[THE RECORDS Boundary: Start]
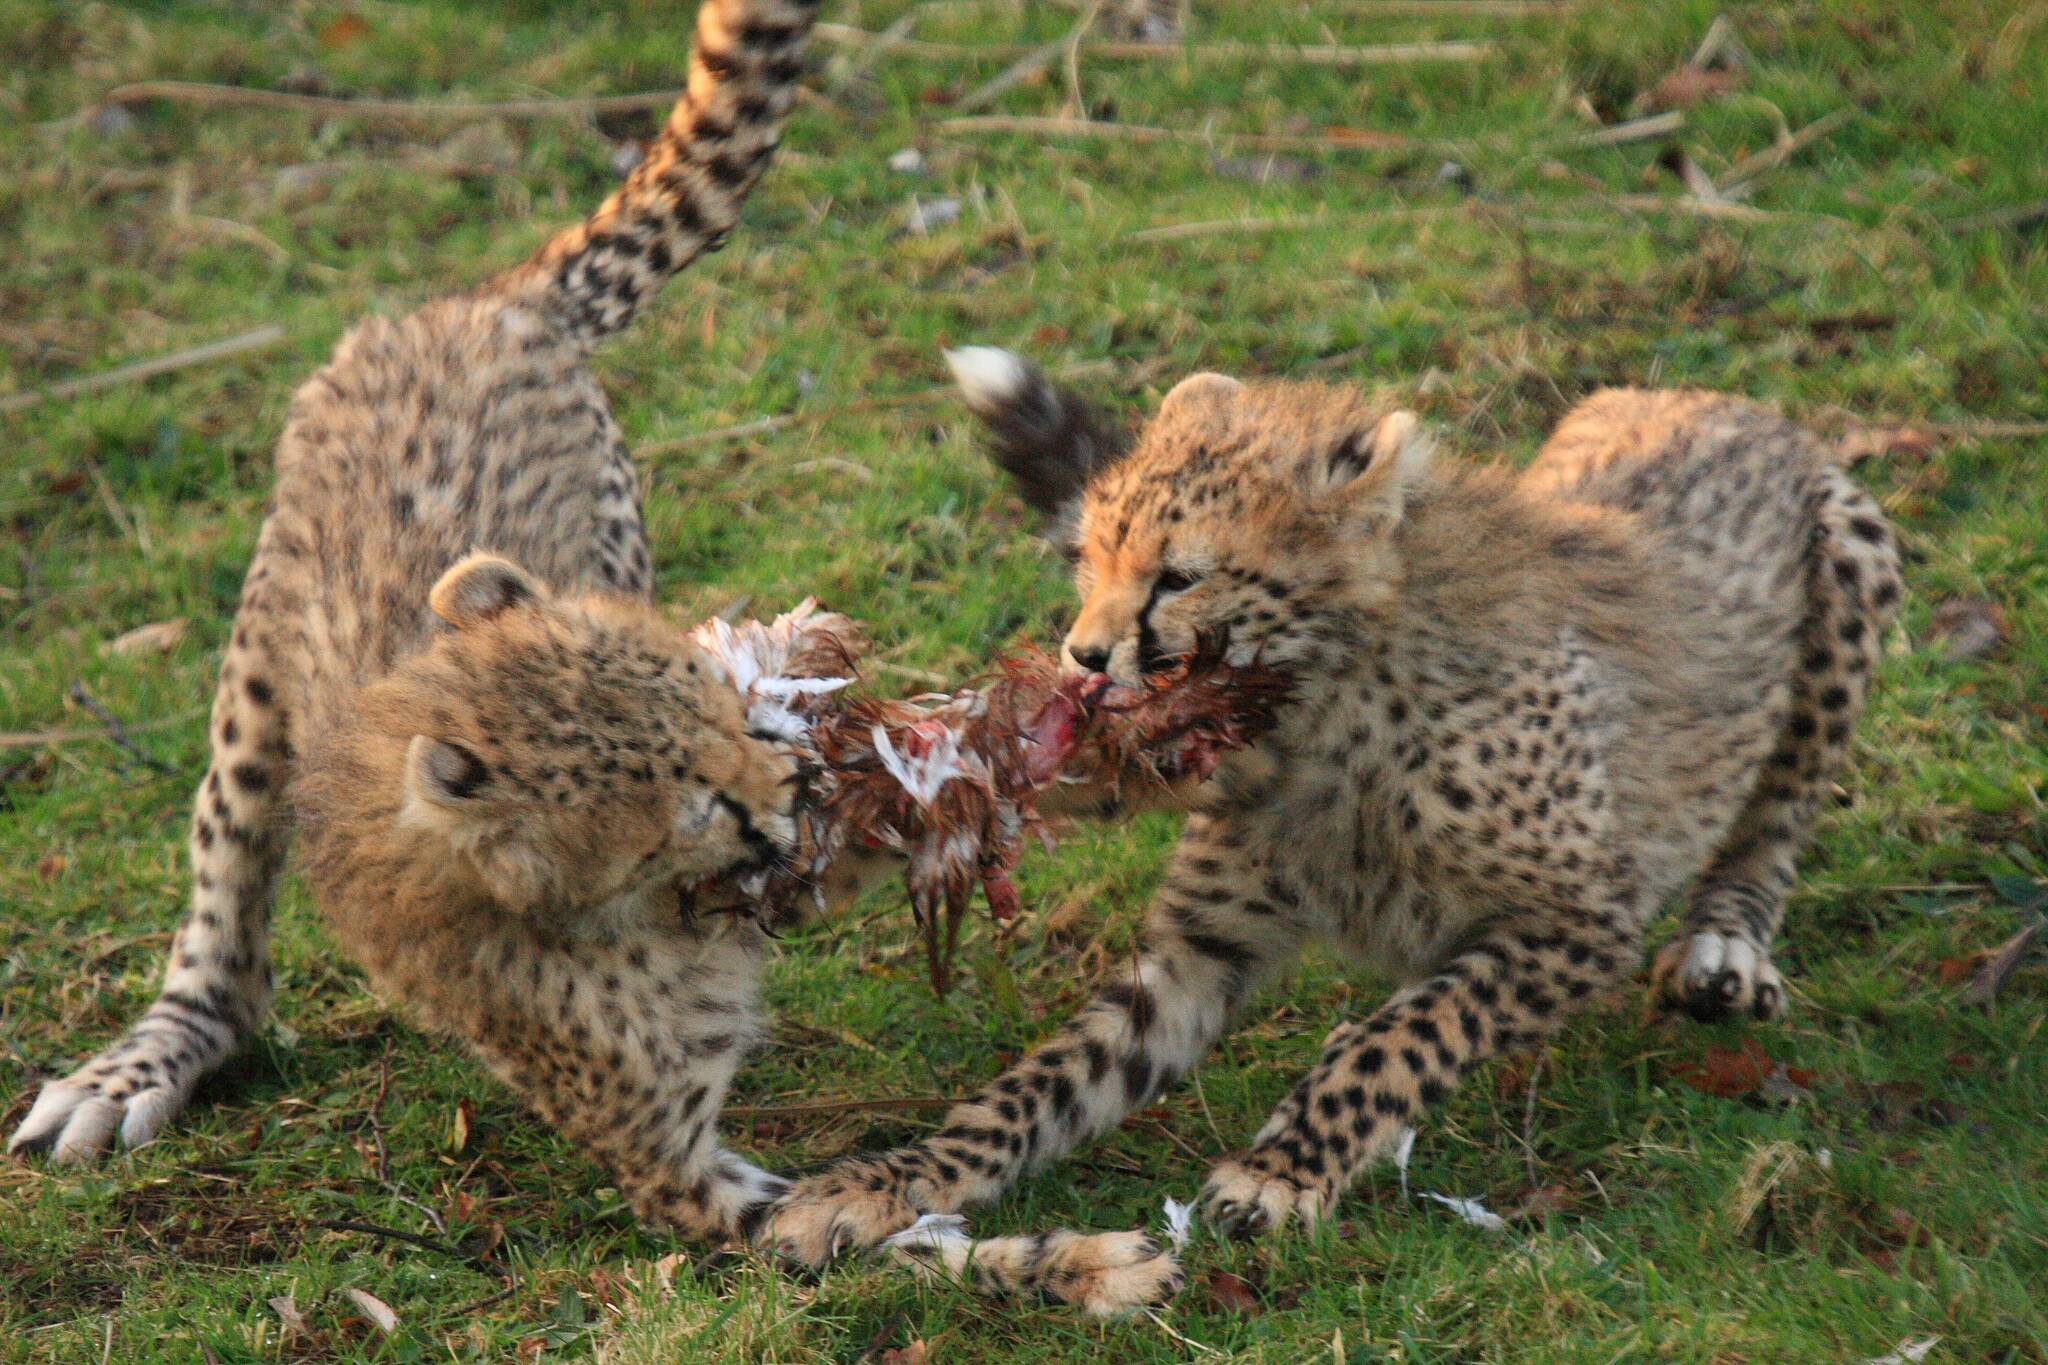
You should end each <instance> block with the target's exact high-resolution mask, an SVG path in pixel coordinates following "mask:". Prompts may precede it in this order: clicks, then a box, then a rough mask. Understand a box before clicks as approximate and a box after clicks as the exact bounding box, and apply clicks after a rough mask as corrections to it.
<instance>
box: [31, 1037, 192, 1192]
mask: <svg viewBox="0 0 2048 1365" xmlns="http://www.w3.org/2000/svg"><path fill="white" fill-rule="evenodd" d="M188 1095H190V1085H188V1083H178V1078H176V1076H166V1072H164V1068H156V1070H152V1068H150V1064H147V1062H145V1060H143V1058H113V1056H102V1058H98V1060H94V1062H90V1064H86V1068H82V1070H78V1072H76V1074H72V1076H66V1078H63V1081H51V1083H49V1085H45V1087H43V1093H41V1095H37V1097H35V1107H31V1109H29V1117H25V1119H23V1121H20V1128H16V1130H14V1136H12V1138H10V1140H8V1144H6V1150H8V1154H12V1156H29V1154H47V1156H49V1162H51V1164H53V1166H78V1164H86V1162H90V1160H96V1158H98V1156H104V1154H106V1152H109V1150H113V1146H115V1142H119V1144H121V1146H125V1148H137V1146H145V1144H150V1142H154V1140H156V1136H158V1134H160V1132H162V1130H164V1126H166V1124H168V1121H170V1119H172V1115H176V1113H178V1109H182V1107H184V1101H186V1099H188Z"/></svg>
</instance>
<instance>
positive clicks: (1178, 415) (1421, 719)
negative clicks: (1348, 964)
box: [770, 348, 1901, 1254]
[THE RECORDS Boundary: End]
--- PROBLEM TO WORK ON ---
Rewrite the listing from the line containing "</instance>" through the end, changing "clicks" to "points" and leaving everything else as it is.

--- SOLUTION TO THIS PROBLEM ---
</instance>
<instance>
positive points: (1178, 415) (1421, 719)
negative points: (1348, 964)
box: [770, 348, 1901, 1254]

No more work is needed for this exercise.